(Text segment):
** Start **

The greatest limitation of multimedia header and file formatting
schemes is that they are inherently incapable of describing
multicomponent collections. XHTML, for example, while serving well as
an output format for multicomponent content, is not adequate for
describing the raw digital components and their
relationships. Standard ways of aggregating multiple digital
components in an output-agnostic way are required simply because
things like web pages and other display types are composed of many
items.
Finally, the ability to describe relationships (this goes with that
component, this component contains that component, etc.) in a formal
way is required to associate things like images with their
corresponding descriptive text. It also could be used to describe
component structures that would otherwise be difficult to describe
with textual metadata.
Case In Point: The Family Album in Cyberspace
Consider the digital family scrapbook. The scrapbook may be
composed of digital photos, video, and text documents. The scrapbook
designer needs a straightforward way to represent the individual
digital components as a single entity, to annotate the components, and
to specify the relationships among the components ("this video and
these pictures were taken on Bob and Emily's last trip to
Florida"). Having a formal annotation scheme would allow other family
members to add new annotations without disturbing the original content
("caption this picture"). It would also permit the setting of
intermedia anchor points. This would be especially useful for long
videos containing sequences of special interest ("here's the part
where Bob fell off the boat"). All of the technical information
required by the viewing client, like the media format of each
component, sizes of the binary elements, and so on, would need to be
included as transparently as possible. Since the collection is likely
to be viewed by friends and family on all kinds of computing
platforms, a user-transparent way to package together multiple format
versions of the same content is also critical for minimizing user
intervention in obtaining the album ("I need the QuickTime version of
this video").

** End **

(Record excerpts):
** Start **

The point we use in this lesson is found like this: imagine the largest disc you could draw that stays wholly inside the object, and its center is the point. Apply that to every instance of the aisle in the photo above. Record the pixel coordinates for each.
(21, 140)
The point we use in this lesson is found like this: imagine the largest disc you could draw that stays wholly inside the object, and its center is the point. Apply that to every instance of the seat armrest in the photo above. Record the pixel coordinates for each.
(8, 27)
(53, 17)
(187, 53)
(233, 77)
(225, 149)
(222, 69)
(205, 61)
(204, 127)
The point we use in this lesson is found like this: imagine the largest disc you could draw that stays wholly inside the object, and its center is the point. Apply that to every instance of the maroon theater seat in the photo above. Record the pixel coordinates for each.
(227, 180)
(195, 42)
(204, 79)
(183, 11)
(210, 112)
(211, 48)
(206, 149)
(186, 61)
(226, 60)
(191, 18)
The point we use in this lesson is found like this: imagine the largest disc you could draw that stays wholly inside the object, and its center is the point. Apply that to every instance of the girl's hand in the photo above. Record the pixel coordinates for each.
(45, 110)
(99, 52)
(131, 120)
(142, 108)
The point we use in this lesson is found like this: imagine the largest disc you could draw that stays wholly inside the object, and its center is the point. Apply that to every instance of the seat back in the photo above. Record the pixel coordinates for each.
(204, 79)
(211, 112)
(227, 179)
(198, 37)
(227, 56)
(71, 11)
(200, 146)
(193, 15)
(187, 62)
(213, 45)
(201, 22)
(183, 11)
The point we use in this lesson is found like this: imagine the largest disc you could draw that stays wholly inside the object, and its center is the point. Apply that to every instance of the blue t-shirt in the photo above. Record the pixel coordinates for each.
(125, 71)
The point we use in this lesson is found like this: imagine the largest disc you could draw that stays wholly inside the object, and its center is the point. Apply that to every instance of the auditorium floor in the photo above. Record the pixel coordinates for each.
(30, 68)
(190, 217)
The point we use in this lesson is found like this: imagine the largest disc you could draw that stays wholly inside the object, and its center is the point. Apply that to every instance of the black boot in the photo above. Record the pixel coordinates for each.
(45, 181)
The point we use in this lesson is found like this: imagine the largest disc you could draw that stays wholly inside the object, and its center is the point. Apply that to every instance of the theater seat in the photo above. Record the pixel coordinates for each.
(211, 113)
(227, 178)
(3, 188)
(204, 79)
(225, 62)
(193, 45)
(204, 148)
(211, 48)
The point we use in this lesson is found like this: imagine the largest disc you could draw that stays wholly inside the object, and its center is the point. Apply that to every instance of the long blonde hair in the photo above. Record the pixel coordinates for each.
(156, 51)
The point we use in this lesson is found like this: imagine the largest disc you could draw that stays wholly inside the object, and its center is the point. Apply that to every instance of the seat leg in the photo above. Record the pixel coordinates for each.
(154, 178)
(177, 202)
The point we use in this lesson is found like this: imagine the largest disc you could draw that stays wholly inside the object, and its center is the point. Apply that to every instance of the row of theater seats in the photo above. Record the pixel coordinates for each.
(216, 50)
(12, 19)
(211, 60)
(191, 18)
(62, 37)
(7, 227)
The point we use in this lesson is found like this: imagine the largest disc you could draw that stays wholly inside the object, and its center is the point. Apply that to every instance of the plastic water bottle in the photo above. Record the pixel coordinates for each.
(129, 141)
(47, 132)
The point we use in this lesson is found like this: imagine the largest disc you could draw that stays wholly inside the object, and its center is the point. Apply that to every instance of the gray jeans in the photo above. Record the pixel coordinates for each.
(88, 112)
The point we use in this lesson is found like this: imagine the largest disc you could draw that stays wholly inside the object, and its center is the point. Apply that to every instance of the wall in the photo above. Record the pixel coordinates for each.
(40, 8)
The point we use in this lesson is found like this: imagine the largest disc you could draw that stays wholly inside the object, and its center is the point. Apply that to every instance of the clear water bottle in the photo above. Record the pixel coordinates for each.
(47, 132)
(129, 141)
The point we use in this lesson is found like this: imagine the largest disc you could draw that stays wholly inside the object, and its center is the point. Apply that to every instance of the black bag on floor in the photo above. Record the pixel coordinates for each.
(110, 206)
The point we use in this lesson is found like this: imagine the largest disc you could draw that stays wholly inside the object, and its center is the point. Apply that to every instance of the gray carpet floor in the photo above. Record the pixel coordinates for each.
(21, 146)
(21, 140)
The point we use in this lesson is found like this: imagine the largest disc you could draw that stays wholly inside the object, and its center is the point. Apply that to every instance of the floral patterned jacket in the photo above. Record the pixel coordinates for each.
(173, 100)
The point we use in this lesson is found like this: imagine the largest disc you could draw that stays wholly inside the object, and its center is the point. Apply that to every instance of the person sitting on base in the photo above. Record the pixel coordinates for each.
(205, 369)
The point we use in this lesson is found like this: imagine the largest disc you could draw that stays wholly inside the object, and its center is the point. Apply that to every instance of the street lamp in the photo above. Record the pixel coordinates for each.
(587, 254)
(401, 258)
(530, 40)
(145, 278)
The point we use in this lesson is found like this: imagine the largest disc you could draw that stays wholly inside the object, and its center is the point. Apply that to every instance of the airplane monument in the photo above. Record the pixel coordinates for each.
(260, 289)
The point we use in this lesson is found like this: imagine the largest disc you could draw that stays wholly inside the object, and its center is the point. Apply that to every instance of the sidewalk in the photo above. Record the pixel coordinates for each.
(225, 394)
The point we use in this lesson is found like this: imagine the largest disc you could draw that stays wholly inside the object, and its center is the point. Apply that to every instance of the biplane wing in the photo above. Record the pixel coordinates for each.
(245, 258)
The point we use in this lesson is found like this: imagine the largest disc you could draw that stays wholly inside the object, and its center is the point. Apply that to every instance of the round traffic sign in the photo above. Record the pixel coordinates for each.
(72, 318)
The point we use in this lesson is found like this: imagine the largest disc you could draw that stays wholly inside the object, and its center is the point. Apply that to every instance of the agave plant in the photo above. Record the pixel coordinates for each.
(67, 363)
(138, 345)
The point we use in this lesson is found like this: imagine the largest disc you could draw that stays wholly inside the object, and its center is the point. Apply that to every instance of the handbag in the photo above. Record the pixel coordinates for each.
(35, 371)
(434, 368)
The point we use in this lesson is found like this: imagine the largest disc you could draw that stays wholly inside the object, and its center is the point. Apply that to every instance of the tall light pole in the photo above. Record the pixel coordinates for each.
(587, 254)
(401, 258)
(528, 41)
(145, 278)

** End **

(Short problem): From the passage on describing multicomponent collections above, extract the portion starting with "Finally, the ability" and going on through "with textual metadata.", copied word for word.

(Task solution):
Finally, the ability to describe relationships (this goes with that
component, this component contains that component, etc.) in a formal
way is required to associate things like images with their
corresponding descriptive text. It also could be used to describe
component structures that would otherwise be difficult to describe
with textual metadata.